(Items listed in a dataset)
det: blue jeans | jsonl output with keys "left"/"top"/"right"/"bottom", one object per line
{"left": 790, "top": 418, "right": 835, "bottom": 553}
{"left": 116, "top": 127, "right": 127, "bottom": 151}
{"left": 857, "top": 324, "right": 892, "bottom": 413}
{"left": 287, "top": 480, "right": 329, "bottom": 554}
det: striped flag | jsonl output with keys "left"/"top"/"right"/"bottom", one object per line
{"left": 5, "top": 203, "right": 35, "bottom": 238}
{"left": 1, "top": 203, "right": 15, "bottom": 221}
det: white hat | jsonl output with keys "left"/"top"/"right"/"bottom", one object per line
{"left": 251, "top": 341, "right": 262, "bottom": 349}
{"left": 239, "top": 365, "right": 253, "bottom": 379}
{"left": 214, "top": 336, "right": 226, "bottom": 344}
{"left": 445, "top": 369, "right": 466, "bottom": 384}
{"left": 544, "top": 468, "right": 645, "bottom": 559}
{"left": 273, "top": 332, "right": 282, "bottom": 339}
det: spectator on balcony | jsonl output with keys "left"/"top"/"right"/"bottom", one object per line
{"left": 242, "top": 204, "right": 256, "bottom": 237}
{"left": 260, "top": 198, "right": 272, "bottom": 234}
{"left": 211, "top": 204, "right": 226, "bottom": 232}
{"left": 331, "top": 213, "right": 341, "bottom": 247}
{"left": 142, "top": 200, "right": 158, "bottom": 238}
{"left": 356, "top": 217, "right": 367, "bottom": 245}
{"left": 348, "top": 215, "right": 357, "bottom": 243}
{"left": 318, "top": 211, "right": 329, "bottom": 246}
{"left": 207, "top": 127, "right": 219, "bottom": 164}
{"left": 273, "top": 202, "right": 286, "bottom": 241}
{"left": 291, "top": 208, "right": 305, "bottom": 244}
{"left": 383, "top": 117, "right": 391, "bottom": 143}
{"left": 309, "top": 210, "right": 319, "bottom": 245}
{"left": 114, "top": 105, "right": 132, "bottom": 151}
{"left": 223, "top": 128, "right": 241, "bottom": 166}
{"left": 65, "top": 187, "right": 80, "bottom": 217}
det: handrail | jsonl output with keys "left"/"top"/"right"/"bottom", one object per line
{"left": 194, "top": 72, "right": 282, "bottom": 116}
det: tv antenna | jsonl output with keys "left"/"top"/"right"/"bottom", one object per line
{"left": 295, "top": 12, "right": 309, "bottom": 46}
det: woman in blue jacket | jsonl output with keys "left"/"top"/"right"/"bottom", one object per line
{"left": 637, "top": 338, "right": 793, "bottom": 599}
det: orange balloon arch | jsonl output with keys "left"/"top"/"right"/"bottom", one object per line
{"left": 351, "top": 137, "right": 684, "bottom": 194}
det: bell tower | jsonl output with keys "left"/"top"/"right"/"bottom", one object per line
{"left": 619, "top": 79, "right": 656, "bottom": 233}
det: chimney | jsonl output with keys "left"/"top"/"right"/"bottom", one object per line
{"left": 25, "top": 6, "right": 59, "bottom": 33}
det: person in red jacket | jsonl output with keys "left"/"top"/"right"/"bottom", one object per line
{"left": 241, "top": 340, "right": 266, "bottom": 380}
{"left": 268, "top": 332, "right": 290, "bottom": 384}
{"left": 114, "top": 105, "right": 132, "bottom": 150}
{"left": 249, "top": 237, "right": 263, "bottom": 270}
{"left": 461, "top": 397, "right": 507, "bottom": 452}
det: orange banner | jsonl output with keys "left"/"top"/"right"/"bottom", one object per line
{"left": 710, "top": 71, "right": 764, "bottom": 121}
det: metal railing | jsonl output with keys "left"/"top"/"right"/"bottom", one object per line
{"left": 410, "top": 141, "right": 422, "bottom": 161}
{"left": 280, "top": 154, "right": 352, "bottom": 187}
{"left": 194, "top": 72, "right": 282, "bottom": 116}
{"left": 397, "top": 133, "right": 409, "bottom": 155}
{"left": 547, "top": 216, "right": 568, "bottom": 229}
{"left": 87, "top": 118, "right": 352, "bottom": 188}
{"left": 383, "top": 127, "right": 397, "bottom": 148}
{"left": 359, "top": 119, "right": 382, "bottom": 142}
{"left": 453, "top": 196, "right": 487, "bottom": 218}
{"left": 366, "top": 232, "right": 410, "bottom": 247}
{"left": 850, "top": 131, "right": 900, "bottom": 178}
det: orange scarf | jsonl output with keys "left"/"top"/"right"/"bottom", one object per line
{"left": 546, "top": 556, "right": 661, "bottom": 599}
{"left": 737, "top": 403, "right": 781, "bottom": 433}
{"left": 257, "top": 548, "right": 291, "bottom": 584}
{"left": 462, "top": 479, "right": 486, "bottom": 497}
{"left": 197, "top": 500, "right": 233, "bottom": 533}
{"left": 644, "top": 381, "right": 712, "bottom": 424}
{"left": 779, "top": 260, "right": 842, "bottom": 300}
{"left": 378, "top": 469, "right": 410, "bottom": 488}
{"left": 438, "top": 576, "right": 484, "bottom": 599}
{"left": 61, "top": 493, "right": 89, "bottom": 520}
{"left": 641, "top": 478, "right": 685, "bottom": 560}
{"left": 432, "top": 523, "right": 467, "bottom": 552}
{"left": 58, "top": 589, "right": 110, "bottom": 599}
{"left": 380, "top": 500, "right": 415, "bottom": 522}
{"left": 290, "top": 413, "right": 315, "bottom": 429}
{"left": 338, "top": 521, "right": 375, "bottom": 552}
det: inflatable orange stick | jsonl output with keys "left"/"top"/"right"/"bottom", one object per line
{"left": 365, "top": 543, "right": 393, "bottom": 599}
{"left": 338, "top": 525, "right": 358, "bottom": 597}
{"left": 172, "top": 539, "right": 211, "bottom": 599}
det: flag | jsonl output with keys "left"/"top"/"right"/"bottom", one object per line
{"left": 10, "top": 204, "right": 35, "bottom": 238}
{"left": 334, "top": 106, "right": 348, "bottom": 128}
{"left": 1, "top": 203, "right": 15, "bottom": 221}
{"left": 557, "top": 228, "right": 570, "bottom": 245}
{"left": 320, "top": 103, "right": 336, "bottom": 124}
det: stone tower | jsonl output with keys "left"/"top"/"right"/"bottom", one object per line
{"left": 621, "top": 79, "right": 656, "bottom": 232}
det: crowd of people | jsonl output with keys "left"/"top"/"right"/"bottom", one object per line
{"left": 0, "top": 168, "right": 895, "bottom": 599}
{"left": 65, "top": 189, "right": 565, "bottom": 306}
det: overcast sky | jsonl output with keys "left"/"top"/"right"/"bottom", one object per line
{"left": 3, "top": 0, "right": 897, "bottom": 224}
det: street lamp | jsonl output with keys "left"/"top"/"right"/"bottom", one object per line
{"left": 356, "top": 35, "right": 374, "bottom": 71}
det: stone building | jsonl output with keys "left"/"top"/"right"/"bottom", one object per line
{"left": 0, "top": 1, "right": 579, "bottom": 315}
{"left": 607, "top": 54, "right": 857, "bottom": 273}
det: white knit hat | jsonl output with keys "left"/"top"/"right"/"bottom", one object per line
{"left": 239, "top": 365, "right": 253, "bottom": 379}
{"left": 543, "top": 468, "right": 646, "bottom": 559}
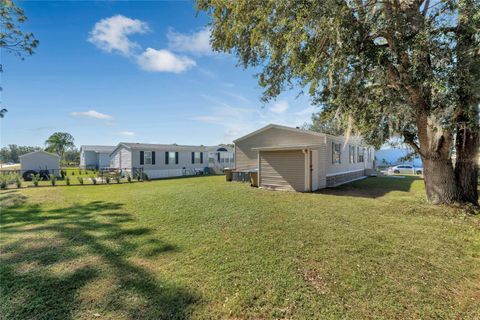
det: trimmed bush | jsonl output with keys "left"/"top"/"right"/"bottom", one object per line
{"left": 77, "top": 177, "right": 84, "bottom": 185}
{"left": 66, "top": 176, "right": 70, "bottom": 186}
{"left": 126, "top": 174, "right": 132, "bottom": 183}
{"left": 50, "top": 175, "right": 57, "bottom": 186}
{"left": 32, "top": 174, "right": 40, "bottom": 187}
{"left": 15, "top": 175, "right": 22, "bottom": 188}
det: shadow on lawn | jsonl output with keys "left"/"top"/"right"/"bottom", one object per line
{"left": 316, "top": 176, "right": 418, "bottom": 198}
{"left": 0, "top": 193, "right": 197, "bottom": 320}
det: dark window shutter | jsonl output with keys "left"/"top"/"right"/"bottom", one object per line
{"left": 140, "top": 151, "right": 144, "bottom": 165}
{"left": 152, "top": 151, "right": 156, "bottom": 165}
{"left": 191, "top": 152, "right": 194, "bottom": 164}
{"left": 200, "top": 152, "right": 203, "bottom": 164}
{"left": 165, "top": 152, "right": 169, "bottom": 164}
{"left": 217, "top": 153, "right": 220, "bottom": 161}
{"left": 175, "top": 152, "right": 179, "bottom": 164}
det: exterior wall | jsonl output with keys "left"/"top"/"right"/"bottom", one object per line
{"left": 130, "top": 148, "right": 207, "bottom": 179}
{"left": 80, "top": 151, "right": 98, "bottom": 169}
{"left": 98, "top": 153, "right": 111, "bottom": 168}
{"left": 20, "top": 152, "right": 60, "bottom": 172}
{"left": 235, "top": 127, "right": 324, "bottom": 170}
{"left": 120, "top": 148, "right": 132, "bottom": 169}
{"left": 326, "top": 170, "right": 366, "bottom": 187}
{"left": 324, "top": 136, "right": 368, "bottom": 176}
{"left": 259, "top": 150, "right": 306, "bottom": 191}
{"left": 111, "top": 150, "right": 120, "bottom": 168}
{"left": 316, "top": 144, "right": 327, "bottom": 189}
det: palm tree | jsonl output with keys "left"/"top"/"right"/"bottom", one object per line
{"left": 0, "top": 109, "right": 7, "bottom": 118}
{"left": 45, "top": 132, "right": 75, "bottom": 162}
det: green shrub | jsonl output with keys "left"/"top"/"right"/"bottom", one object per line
{"left": 50, "top": 175, "right": 57, "bottom": 186}
{"left": 0, "top": 176, "right": 7, "bottom": 190}
{"left": 105, "top": 176, "right": 110, "bottom": 184}
{"left": 91, "top": 177, "right": 97, "bottom": 185}
{"left": 65, "top": 176, "right": 70, "bottom": 186}
{"left": 115, "top": 174, "right": 121, "bottom": 184}
{"left": 15, "top": 175, "right": 22, "bottom": 188}
{"left": 143, "top": 172, "right": 149, "bottom": 181}
{"left": 126, "top": 174, "right": 132, "bottom": 183}
{"left": 77, "top": 176, "right": 84, "bottom": 185}
{"left": 32, "top": 174, "right": 40, "bottom": 187}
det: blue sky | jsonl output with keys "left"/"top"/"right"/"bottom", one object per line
{"left": 1, "top": 1, "right": 317, "bottom": 148}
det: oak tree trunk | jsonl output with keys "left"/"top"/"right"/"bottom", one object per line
{"left": 455, "top": 121, "right": 479, "bottom": 205}
{"left": 422, "top": 156, "right": 459, "bottom": 205}
{"left": 416, "top": 112, "right": 460, "bottom": 204}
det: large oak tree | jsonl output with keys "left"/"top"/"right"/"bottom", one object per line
{"left": 197, "top": 0, "right": 480, "bottom": 205}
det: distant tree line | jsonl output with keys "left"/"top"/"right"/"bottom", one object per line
{"left": 1, "top": 132, "right": 79, "bottom": 165}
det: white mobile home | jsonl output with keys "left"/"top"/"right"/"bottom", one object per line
{"left": 206, "top": 145, "right": 234, "bottom": 173}
{"left": 234, "top": 124, "right": 375, "bottom": 192}
{"left": 109, "top": 143, "right": 209, "bottom": 179}
{"left": 80, "top": 145, "right": 115, "bottom": 169}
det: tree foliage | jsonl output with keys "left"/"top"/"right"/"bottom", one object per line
{"left": 0, "top": 0, "right": 38, "bottom": 57}
{"left": 0, "top": 0, "right": 39, "bottom": 118}
{"left": 198, "top": 0, "right": 480, "bottom": 205}
{"left": 0, "top": 144, "right": 41, "bottom": 163}
{"left": 45, "top": 132, "right": 75, "bottom": 162}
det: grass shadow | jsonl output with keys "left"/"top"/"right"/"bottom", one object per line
{"left": 0, "top": 194, "right": 198, "bottom": 319}
{"left": 316, "top": 176, "right": 418, "bottom": 199}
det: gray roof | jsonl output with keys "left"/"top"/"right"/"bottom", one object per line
{"left": 116, "top": 142, "right": 207, "bottom": 151}
{"left": 81, "top": 145, "right": 116, "bottom": 153}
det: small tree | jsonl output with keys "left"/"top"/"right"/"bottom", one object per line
{"left": 45, "top": 132, "right": 75, "bottom": 163}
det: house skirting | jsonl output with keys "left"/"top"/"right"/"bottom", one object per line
{"left": 326, "top": 169, "right": 366, "bottom": 187}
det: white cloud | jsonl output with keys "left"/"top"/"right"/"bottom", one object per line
{"left": 269, "top": 100, "right": 289, "bottom": 114}
{"left": 295, "top": 106, "right": 316, "bottom": 116}
{"left": 136, "top": 48, "right": 196, "bottom": 73}
{"left": 88, "top": 15, "right": 149, "bottom": 56}
{"left": 71, "top": 110, "right": 112, "bottom": 120}
{"left": 119, "top": 131, "right": 135, "bottom": 136}
{"left": 192, "top": 116, "right": 223, "bottom": 123}
{"left": 167, "top": 27, "right": 212, "bottom": 56}
{"left": 225, "top": 92, "right": 251, "bottom": 104}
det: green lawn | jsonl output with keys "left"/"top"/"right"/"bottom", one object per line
{"left": 1, "top": 176, "right": 479, "bottom": 319}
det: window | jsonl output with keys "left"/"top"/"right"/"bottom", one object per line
{"left": 358, "top": 147, "right": 364, "bottom": 163}
{"left": 349, "top": 145, "right": 356, "bottom": 164}
{"left": 192, "top": 151, "right": 203, "bottom": 164}
{"left": 332, "top": 142, "right": 341, "bottom": 164}
{"left": 169, "top": 152, "right": 176, "bottom": 164}
{"left": 144, "top": 151, "right": 152, "bottom": 165}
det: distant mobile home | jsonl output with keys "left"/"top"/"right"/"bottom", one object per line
{"left": 206, "top": 145, "right": 234, "bottom": 172}
{"left": 233, "top": 124, "right": 375, "bottom": 192}
{"left": 80, "top": 145, "right": 116, "bottom": 169}
{"left": 19, "top": 150, "right": 60, "bottom": 173}
{"left": 109, "top": 143, "right": 210, "bottom": 179}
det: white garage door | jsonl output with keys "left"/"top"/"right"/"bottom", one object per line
{"left": 259, "top": 150, "right": 306, "bottom": 191}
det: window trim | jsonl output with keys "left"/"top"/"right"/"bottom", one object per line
{"left": 332, "top": 142, "right": 341, "bottom": 165}
{"left": 144, "top": 151, "right": 152, "bottom": 165}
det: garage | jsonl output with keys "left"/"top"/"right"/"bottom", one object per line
{"left": 258, "top": 149, "right": 307, "bottom": 191}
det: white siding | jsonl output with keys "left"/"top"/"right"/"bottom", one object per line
{"left": 120, "top": 148, "right": 132, "bottom": 169}
{"left": 20, "top": 152, "right": 60, "bottom": 172}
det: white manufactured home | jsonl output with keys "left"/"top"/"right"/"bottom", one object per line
{"left": 80, "top": 145, "right": 115, "bottom": 169}
{"left": 109, "top": 143, "right": 209, "bottom": 179}
{"left": 206, "top": 145, "right": 234, "bottom": 172}
{"left": 234, "top": 124, "right": 375, "bottom": 192}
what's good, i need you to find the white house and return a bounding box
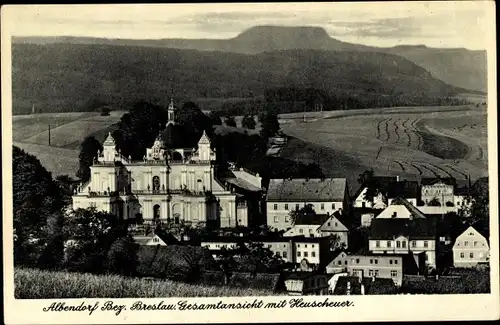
[266,178,348,231]
[452,226,489,268]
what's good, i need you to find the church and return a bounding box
[72,99,263,228]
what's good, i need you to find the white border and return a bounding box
[2,2,499,324]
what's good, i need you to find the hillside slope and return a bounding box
[13,26,487,92]
[13,43,463,114]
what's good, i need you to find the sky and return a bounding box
[3,2,493,50]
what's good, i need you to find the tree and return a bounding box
[55,175,76,206]
[105,235,139,276]
[289,204,316,226]
[241,115,256,129]
[428,198,442,206]
[225,116,237,127]
[62,208,128,274]
[100,106,110,116]
[357,169,380,203]
[208,111,222,126]
[76,136,103,182]
[226,242,284,275]
[259,112,280,139]
[13,146,64,266]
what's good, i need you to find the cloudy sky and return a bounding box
[4,2,492,50]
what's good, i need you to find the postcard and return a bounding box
[2,2,499,324]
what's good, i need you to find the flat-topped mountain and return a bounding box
[13,25,487,92]
[12,43,466,114]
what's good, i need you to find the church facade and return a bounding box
[72,100,249,228]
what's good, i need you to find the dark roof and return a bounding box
[295,213,331,225]
[284,271,325,281]
[387,181,420,199]
[370,218,436,240]
[389,197,427,219]
[352,176,398,199]
[267,178,346,202]
[455,186,471,196]
[160,124,199,149]
[333,276,397,295]
[421,177,456,186]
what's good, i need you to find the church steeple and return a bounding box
[167,98,176,126]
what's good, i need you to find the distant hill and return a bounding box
[12,43,467,115]
[13,25,487,92]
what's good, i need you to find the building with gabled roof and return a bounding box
[452,226,490,268]
[266,178,348,231]
[72,99,255,229]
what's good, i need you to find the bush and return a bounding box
[445,201,455,207]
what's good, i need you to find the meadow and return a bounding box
[12,111,126,177]
[14,268,275,299]
[280,104,488,189]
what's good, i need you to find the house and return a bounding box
[369,211,437,269]
[374,197,427,220]
[452,226,490,268]
[200,235,295,263]
[284,272,330,295]
[283,212,349,249]
[352,176,397,209]
[266,178,348,231]
[387,180,420,206]
[326,251,348,274]
[421,177,456,206]
[293,236,331,269]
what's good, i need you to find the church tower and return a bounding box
[101,132,118,162]
[167,98,176,125]
[195,130,215,161]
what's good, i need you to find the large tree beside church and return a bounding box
[76,136,103,182]
[13,146,65,266]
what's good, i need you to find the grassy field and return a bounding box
[14,268,276,299]
[12,111,126,177]
[280,105,488,191]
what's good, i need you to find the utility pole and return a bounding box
[48,124,51,146]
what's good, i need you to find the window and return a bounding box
[321,203,325,210]
[470,252,474,259]
[356,259,360,264]
[394,260,398,265]
[338,260,342,265]
[297,251,301,257]
[332,203,335,209]
[335,222,338,227]
[391,270,398,277]
[464,241,469,246]
[309,228,313,234]
[283,252,287,258]
[396,241,401,248]
[473,241,478,247]
[276,251,281,257]
[374,259,378,264]
[362,202,366,208]
[296,204,300,210]
[327,222,331,226]
[304,252,308,257]
[274,216,279,223]
[153,237,159,243]
[285,204,289,210]
[424,241,429,248]
[374,270,379,277]
[412,241,417,248]
[285,216,289,223]
[304,244,308,248]
[344,260,348,265]
[376,241,380,248]
[312,251,316,257]
[273,204,278,210]
[299,229,304,234]
[402,241,407,248]
[390,260,393,265]
[368,270,374,277]
[387,241,392,248]
[370,259,373,264]
[460,252,465,258]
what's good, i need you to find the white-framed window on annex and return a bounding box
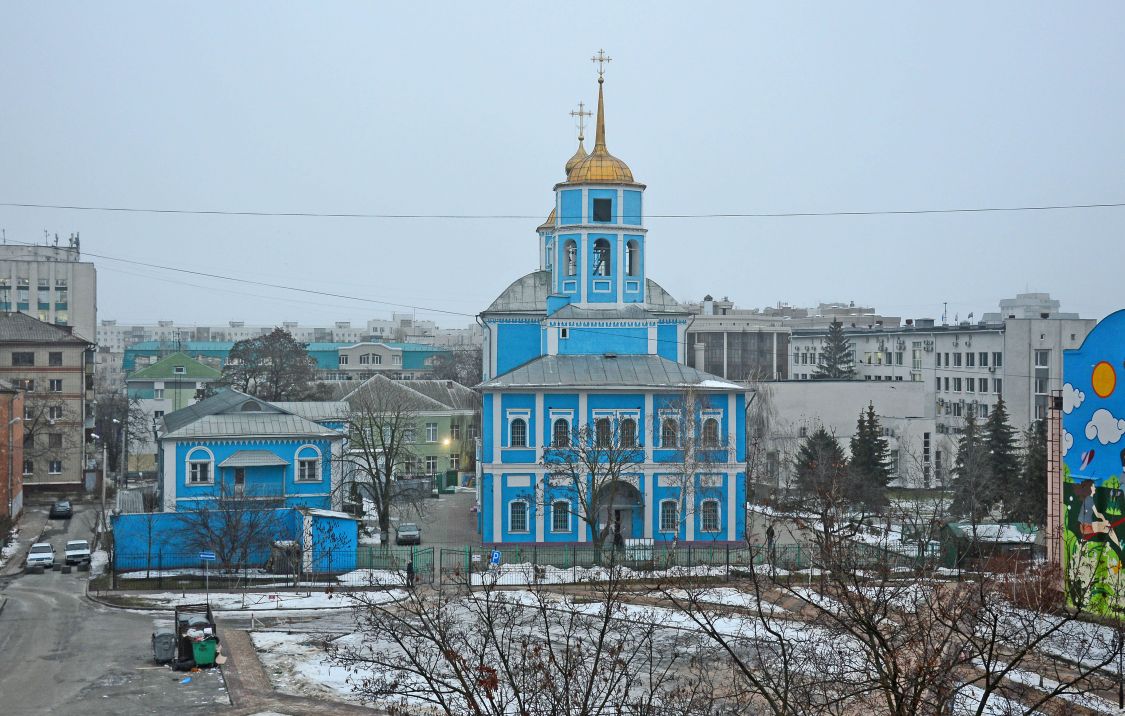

Exercise » Skip the pictures and retype exactly the lines from the one that contains "what's good, i need you to find the grassy" to the last line of the records.

Completed exercise »
what's good, i need you to find the grassy field and return a bounding box
[14,268,276,299]
[12,111,126,177]
[280,105,488,191]
what's good, i need you to find the utility pole and return a bounding box
[48,124,51,146]
what's good, i need you to find the window and return a bounding box
[321,203,325,210]
[470,252,474,259]
[356,259,360,264]
[394,260,398,265]
[338,260,342,265]
[297,251,301,257]
[332,203,335,209]
[335,222,338,227]
[391,270,398,277]
[464,241,469,246]
[309,228,313,234]
[283,252,287,258]
[396,241,401,248]
[473,241,478,247]
[276,251,281,257]
[374,259,378,264]
[362,202,366,208]
[296,204,300,210]
[327,222,331,226]
[304,252,308,257]
[274,216,279,223]
[153,237,159,243]
[285,204,289,210]
[424,241,429,248]
[374,270,379,277]
[412,241,417,248]
[285,216,289,223]
[304,244,308,248]
[344,260,348,265]
[376,241,380,248]
[312,251,316,257]
[273,204,278,210]
[299,229,304,234]
[402,241,407,248]
[390,260,393,265]
[368,270,374,277]
[387,241,392,248]
[370,259,373,264]
[460,252,465,258]
what's good, i need you to find the white-framed window on annex and return a bounding box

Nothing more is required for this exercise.